Each record below is to be reproduced without any change.

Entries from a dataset
● ● ● ●

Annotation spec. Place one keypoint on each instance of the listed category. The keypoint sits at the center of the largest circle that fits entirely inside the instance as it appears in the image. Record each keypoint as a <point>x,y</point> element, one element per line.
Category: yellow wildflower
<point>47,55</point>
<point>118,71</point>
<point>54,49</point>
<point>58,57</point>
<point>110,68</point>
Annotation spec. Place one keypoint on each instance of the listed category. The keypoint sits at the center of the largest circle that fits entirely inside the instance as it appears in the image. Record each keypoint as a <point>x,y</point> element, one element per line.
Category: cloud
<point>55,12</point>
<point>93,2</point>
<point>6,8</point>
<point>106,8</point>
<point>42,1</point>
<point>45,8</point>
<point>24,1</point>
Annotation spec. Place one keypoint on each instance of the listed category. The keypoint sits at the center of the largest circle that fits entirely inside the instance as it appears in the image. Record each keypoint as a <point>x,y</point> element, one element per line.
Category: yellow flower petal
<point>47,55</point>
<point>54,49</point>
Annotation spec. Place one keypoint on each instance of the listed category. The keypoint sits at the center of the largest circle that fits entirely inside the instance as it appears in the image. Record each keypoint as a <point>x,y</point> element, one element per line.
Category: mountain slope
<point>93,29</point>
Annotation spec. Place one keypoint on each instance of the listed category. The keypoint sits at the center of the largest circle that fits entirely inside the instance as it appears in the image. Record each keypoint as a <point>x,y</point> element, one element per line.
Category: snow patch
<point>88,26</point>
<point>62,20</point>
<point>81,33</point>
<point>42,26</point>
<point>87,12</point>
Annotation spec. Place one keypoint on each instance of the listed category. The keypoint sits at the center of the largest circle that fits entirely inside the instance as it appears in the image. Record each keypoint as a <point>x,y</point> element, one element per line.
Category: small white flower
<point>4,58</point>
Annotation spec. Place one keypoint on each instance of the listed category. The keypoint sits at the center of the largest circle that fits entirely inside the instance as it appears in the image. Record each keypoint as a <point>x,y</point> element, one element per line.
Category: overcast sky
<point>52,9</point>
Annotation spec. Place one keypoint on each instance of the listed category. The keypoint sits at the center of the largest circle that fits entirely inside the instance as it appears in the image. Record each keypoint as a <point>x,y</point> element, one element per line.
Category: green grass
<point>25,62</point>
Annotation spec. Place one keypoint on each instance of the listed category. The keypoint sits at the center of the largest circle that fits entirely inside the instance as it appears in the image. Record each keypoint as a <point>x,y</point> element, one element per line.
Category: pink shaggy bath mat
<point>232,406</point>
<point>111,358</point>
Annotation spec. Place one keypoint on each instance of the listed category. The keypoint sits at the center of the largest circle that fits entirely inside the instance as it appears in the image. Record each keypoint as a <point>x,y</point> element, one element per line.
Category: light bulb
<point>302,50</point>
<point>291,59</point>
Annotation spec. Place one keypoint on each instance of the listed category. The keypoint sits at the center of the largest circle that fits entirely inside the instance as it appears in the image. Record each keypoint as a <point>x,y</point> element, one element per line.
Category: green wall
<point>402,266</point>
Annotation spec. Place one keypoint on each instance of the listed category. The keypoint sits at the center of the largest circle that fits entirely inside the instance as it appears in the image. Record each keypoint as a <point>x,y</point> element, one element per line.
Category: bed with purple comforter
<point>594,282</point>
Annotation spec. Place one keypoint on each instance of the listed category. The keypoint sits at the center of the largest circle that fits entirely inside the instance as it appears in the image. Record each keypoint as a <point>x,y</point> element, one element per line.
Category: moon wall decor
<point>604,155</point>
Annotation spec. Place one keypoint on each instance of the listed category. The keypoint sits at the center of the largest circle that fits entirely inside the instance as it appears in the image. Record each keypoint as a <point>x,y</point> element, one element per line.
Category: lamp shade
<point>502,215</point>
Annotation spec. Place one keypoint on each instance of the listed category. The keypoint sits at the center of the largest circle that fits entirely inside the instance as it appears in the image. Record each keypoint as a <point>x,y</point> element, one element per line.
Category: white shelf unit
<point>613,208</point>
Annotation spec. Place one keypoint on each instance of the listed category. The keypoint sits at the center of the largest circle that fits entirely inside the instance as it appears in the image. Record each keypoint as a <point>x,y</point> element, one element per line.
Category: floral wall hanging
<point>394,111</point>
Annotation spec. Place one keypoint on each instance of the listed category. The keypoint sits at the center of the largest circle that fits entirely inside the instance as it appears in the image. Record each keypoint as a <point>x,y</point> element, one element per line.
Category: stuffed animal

● ● ● ●

### TASK RESULT
Annotation spec. Place one keypoint on each instance of the listed category. The keypoint sits at the center of the largest circle that fits entirely inside the instance as it appears in the image. Record each keypoint as a <point>x,y</point> element, one element per line.
Category: yellow wildflower
<point>47,55</point>
<point>118,71</point>
<point>54,49</point>
<point>58,57</point>
<point>110,68</point>
Annotation spec. Place one keypoint on each instance of the listed category. The keypoint sits at the center of the largest circle that fits entirely inside the instance as it appears in the image. Record each keypoint as a <point>x,y</point> element, one element per line.
Category: cloud
<point>55,12</point>
<point>93,2</point>
<point>6,8</point>
<point>106,8</point>
<point>42,1</point>
<point>45,8</point>
<point>24,1</point>
Annotation spec. Place one keypoint on each instance of the listed category. The keypoint sits at the center of the largest circle that fits entirely inside the instance as it appears in the image. Record each keypoint as a <point>x,y</point> element, one element per line.
Category: yellow flower petal
<point>47,55</point>
<point>54,49</point>
Annotation spec. Place one keypoint on each instance of the listed category. The keypoint sits at the center of the largest circle that fits entirely inside the instance as it appears in the image. Record each keypoint as a <point>x,y</point> element, one element per line.
Category: mountain slope
<point>93,29</point>
Annotation spec. Place one keypoint on each instance of the listed category. The keypoint sits at the center of the largest circle that fits entirely inside the instance as it appears in the image. Record each keypoint as a <point>x,y</point> element, one element per line.
Category: snow patch
<point>88,26</point>
<point>62,20</point>
<point>81,33</point>
<point>42,26</point>
<point>87,12</point>
Annotation spec. Place one keypoint on each instance of the listed category. The keypoint sits at the center of the largest circle that fits entirely inside the instance as it appears in the image. Record each keypoint as a <point>x,y</point> element, one element per line.
Category: small white flower
<point>4,58</point>
Annotation spec. Place one keypoint on each instance of the listed category. The keypoint sits at the center of the largest circle that fits entirely inside the instance as it appears in the image. Record each keypoint as a <point>x,y</point> element, one element per line.
Category: overcast sky
<point>52,9</point>
Annotation spec. Place one keypoint on each instance of the listed category. The keypoint sits at the center of the largest circle that fits entirely inside the instance as it appears in the image. Record each keypoint as a <point>x,y</point> element, one element per line.
Category: green grass
<point>25,62</point>
Annotation spec. Place one keypoint on each instance of the listed category. The keypoint sits at the center of the largest circle that fits entirely inside the instance as it appears in the image. Record each keypoint as a <point>x,y</point> element, one element per line.
Category: pink shaggy bath mat
<point>232,406</point>
<point>111,358</point>
Annotation spec. Place one keypoint on each instance of the listed category. The keypoint sits at the center of the largest circle that fits entirely inside the instance as it appears in the image. Record each keypoint as a <point>x,y</point> element, one element per line.
Category: light bulb
<point>302,50</point>
<point>291,59</point>
Annotation spec. Place one keypoint on each instance of the listed category. The keypoint sits at the center of the largest circle that fits entirely inside the instance as it appears in the image. Record each keypoint as a <point>x,y</point> element, one element per line.
Category: green wall
<point>402,266</point>
Annotation spec. Place one keypoint on each instance of the listed category. The keypoint sits at the center of the largest circle that fits entirely inside the instance as it appears in the image. Record each keypoint as a <point>x,y</point> element, one element per line.
Category: bed with purple comforter
<point>594,282</point>
Annotation spec. Place one keypoint on each instance of the listed category. The keypoint sits at the center of the largest circle that fits entirely inside the instance as it appears in the image. Record each keypoint as a <point>x,y</point> element, one element per line.
Category: moon wall decor
<point>604,155</point>
Annotation spec. Place one keypoint on each instance of the listed category. The keypoint sits at the center of the largest circle that fits entirely inside the instance as it appears in the image. Record each keypoint as a <point>x,y</point> element, one element per line.
Category: lamp shade
<point>502,215</point>
Annotation spec. Place one keypoint on each instance of the listed category. The keypoint sits at the center of the largest circle that fits entirely inside the instance as it appears in the image. Record each keypoint as a <point>x,y</point> element, one element per line.
Category: white shelf unit
<point>613,208</point>
Annotation spec. Place one keypoint on each instance of the listed category. The keypoint sits at the center of the largest circle that fits entirely inside the instance as it appears in the image. Record each keypoint as a <point>x,y</point> element, one element per line.
Category: floral wall hanging
<point>394,111</point>
Annotation spec. Place one keypoint on each instance of the listed category. The keypoint sits at the center of the largest circle that fits entirely inside the instance as it appears in the image. Record each keypoint as a <point>x,y</point> element, one element per line.
Category: stuffed animal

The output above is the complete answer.